[Saved entries]
* * *
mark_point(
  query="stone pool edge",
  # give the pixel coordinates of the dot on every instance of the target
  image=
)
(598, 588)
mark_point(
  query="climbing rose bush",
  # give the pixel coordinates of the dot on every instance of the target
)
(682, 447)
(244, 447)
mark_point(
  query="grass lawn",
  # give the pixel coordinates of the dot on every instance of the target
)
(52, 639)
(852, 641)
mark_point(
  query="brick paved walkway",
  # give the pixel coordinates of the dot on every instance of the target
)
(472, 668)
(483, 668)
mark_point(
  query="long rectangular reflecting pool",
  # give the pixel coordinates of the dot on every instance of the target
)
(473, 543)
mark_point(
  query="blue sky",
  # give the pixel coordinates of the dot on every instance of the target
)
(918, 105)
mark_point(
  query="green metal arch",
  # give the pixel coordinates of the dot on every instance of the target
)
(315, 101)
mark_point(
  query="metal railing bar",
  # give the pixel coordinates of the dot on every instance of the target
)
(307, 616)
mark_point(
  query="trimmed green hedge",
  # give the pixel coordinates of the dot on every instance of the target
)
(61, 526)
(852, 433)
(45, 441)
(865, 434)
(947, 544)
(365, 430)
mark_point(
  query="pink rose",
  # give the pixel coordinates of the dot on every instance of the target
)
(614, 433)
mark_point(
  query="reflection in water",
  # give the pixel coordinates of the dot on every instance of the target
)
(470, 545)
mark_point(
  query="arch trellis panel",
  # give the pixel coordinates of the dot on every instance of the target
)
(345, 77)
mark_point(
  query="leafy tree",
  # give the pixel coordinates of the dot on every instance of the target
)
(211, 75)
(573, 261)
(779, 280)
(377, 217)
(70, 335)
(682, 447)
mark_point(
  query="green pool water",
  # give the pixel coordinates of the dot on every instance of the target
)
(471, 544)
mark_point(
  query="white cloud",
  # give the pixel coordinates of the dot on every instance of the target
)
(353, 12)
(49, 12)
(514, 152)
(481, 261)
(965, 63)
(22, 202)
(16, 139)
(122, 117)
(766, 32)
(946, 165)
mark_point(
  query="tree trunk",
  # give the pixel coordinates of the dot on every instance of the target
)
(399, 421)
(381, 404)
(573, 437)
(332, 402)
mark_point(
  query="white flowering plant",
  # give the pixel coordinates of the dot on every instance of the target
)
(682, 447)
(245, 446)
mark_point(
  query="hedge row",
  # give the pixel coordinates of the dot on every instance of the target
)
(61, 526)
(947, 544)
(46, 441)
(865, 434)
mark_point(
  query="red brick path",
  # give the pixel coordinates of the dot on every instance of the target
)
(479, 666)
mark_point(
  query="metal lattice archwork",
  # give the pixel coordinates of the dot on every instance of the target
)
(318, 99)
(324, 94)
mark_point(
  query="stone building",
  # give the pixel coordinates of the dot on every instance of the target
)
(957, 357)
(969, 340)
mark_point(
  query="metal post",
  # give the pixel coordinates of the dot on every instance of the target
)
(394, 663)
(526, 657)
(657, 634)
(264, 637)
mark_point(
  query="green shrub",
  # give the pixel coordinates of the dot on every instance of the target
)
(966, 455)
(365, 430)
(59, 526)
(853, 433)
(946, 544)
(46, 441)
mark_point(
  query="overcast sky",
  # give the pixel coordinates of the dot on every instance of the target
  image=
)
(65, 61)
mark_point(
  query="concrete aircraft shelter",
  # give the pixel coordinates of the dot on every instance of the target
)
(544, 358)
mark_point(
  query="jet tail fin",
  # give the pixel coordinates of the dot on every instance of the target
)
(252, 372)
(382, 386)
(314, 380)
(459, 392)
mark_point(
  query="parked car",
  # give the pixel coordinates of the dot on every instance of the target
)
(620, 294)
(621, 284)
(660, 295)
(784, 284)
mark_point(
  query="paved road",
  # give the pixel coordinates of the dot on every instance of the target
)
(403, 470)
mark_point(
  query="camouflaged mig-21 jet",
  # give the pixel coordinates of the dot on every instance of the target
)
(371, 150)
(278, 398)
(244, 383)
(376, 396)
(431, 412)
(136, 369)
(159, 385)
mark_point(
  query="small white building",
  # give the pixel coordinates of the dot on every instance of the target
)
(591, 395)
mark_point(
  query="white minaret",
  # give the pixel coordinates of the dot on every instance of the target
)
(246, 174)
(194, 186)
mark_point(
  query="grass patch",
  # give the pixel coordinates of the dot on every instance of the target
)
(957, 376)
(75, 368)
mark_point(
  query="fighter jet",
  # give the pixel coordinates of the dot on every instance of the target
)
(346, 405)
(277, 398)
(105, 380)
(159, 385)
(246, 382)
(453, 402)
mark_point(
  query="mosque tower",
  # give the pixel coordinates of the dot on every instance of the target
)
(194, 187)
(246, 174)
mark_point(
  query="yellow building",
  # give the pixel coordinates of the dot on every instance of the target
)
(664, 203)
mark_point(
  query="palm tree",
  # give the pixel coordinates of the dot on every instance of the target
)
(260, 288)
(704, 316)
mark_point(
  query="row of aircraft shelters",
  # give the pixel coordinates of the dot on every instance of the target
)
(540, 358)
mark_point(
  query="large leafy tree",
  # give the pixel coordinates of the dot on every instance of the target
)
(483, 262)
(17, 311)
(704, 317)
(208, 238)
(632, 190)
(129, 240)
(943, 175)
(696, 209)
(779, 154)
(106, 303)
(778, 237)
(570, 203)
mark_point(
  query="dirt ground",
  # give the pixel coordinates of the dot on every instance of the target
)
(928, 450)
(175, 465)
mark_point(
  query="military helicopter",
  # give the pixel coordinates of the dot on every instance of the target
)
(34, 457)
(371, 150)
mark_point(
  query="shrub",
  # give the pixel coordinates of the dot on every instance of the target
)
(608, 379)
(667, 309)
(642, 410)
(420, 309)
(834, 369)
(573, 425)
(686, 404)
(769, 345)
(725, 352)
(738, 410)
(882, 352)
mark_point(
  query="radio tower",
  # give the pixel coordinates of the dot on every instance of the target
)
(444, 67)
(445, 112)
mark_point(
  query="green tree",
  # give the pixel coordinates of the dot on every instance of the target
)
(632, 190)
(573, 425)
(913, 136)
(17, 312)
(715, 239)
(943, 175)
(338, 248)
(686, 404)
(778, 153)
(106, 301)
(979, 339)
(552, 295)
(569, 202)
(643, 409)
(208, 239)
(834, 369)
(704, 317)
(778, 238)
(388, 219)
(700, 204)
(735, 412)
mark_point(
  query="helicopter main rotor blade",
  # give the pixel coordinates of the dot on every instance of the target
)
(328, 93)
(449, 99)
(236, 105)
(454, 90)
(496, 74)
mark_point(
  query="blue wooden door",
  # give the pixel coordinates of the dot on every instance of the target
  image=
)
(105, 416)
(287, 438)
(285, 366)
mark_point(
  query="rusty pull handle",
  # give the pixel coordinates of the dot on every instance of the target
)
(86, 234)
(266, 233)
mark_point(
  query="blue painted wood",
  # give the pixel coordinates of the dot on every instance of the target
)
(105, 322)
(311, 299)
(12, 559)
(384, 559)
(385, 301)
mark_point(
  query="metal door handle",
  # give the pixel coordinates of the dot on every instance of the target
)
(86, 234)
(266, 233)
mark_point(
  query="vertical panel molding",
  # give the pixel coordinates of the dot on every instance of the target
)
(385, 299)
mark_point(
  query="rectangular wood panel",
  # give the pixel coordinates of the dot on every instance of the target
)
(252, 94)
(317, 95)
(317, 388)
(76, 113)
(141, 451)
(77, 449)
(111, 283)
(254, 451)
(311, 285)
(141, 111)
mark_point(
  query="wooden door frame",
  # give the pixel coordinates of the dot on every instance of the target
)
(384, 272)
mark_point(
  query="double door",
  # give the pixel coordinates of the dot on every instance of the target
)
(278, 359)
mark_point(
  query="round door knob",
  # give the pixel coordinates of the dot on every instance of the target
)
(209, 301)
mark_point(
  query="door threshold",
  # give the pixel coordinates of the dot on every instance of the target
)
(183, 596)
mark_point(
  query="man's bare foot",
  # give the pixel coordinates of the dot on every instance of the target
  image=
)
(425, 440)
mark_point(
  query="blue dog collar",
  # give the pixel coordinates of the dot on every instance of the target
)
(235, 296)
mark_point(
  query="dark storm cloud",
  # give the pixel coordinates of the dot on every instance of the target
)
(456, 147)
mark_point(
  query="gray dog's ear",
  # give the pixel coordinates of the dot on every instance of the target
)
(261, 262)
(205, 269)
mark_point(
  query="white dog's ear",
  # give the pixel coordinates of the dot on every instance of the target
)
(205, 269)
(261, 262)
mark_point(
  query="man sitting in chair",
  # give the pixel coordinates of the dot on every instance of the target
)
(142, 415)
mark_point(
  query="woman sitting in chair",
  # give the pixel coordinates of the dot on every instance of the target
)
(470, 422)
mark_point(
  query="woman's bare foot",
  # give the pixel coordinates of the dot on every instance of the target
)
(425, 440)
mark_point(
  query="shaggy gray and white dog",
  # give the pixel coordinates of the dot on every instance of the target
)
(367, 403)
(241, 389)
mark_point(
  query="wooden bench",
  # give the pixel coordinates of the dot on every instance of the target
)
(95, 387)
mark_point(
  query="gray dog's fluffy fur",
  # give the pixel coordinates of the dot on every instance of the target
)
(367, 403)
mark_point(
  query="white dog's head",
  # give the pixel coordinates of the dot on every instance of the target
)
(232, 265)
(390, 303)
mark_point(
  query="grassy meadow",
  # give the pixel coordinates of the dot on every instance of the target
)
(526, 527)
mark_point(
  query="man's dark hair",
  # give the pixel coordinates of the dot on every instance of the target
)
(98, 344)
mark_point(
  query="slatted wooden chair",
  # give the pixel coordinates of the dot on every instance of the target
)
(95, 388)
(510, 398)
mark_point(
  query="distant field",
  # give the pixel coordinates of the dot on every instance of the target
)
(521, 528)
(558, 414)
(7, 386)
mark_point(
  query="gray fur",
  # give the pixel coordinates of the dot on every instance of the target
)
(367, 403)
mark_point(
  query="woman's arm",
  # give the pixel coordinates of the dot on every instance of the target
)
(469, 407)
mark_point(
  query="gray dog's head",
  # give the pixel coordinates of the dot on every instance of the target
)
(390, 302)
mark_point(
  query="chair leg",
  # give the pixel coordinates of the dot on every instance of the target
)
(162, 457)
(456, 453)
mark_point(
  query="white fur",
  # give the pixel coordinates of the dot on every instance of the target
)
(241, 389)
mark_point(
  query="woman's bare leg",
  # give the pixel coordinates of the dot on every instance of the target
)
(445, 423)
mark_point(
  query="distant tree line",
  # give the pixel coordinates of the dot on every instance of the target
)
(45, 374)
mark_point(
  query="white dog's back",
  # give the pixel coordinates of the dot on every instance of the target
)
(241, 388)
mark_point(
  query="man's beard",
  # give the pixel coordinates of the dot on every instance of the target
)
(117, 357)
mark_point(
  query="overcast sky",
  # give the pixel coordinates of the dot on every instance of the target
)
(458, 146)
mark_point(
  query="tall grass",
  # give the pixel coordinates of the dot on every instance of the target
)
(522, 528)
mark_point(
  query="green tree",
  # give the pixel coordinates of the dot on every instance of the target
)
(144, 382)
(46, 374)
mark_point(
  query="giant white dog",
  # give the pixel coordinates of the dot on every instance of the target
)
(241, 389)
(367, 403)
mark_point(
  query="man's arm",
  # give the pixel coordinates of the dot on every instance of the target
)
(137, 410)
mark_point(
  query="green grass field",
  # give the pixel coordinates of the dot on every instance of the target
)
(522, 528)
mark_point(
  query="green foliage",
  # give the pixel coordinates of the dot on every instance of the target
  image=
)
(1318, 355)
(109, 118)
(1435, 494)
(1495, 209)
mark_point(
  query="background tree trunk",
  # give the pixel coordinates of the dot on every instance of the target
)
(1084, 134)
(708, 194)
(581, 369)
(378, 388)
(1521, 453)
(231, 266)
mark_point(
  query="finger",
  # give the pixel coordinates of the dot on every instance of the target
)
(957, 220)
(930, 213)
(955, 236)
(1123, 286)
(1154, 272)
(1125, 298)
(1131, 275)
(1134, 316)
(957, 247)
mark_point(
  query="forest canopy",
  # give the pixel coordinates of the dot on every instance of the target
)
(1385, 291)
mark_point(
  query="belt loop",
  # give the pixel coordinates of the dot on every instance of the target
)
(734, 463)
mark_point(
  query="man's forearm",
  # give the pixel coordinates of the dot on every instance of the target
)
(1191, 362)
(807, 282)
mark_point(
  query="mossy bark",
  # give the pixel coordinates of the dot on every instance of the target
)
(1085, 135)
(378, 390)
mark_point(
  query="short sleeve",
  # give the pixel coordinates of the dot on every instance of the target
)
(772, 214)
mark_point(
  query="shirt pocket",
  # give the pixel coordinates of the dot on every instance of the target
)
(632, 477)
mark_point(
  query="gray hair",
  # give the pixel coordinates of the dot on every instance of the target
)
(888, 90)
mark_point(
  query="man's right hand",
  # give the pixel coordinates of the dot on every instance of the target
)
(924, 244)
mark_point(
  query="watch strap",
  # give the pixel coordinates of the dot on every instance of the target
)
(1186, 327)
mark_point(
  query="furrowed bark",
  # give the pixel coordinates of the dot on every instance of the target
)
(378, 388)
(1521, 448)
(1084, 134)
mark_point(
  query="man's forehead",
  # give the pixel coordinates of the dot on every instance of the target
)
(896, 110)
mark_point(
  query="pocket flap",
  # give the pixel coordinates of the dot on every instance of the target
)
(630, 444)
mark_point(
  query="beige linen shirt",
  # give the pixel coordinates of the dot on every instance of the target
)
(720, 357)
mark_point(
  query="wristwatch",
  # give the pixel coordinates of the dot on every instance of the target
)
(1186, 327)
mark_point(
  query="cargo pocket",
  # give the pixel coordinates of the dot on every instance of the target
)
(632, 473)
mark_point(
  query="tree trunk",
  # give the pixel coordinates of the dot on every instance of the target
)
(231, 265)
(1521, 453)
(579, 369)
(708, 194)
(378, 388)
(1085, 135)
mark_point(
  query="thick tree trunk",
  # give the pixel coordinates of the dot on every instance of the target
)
* * *
• **What the task asks**: Above are the entries; copy out every line among them that contains the word "pool".

• **Reply**:
  query="stone pool edge",
  query="long rectangular reflecting pool",
  query="green pool water",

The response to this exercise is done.